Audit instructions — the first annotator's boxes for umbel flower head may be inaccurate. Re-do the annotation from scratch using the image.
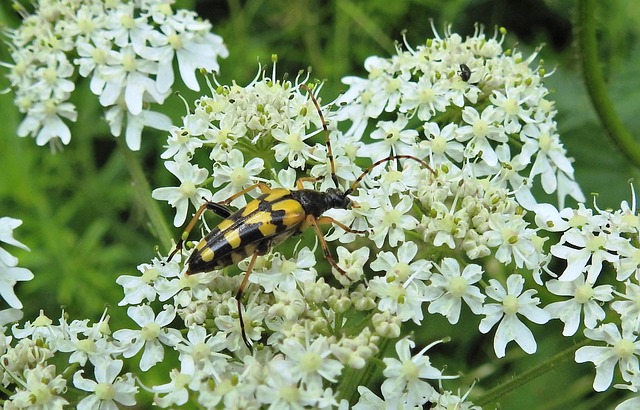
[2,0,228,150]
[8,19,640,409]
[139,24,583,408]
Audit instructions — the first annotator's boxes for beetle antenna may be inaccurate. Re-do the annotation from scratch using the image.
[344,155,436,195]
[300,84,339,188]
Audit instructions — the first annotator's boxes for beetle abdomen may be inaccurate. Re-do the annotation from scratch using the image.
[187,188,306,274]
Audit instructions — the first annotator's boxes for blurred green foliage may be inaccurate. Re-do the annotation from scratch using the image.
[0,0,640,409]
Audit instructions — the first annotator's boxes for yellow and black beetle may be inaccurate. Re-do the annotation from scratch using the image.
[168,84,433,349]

--------

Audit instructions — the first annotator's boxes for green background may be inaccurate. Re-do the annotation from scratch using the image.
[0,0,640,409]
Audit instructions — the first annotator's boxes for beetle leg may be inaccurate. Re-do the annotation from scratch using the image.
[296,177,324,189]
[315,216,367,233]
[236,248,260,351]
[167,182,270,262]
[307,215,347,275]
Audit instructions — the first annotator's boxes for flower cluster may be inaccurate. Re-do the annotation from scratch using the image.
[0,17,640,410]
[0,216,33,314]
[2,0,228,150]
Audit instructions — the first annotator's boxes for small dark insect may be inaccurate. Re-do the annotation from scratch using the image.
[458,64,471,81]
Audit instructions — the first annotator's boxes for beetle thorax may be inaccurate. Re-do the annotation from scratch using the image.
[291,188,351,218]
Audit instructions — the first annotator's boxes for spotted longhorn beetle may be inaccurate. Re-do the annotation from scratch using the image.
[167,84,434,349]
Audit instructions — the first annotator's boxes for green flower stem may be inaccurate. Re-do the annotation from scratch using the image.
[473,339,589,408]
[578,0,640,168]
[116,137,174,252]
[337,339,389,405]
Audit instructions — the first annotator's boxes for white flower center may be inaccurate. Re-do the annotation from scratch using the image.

--------

▸ Requirements:
Can you render the records starting at the line that contains "Audit instructions — the first annotator's boxes for umbel" and ending at the line that contains "[168,84,433,349]" as a two-column CSV with the headers request and answer, one row per record? Put each field in quotation marks, turn line breaks into spaces, and leave the pictures out.

▸ Expected answer:
request,answer
"Audit instructions — the first annotator's boxes for umbel flower head may be inaccurate. Re-do the annotation from scratch using the image.","[2,0,228,150] [8,19,640,409] [139,24,583,408]"
"Audit instructions — the first annotator's boxes for beetle antenna may be inaccurate. Re-do the annotation from scratch using the image.","[344,155,436,195] [300,84,339,188]"
"Audit instructions — the first annotator's boxes for beetle abdomen may be inaccurate. Re-do the annotation from scratch using the image.","[187,188,306,274]"
"Audit instructions — the first annotator's boxes for blurred green foliage may be inaccurate. Re-do the annotation from scratch using the image.","[0,0,640,409]"
"Audit instructions — the first annotator's boxes for yellow and black beetle may be inaccurate. Re-do the annotation from scratch using the image.","[168,84,433,349]"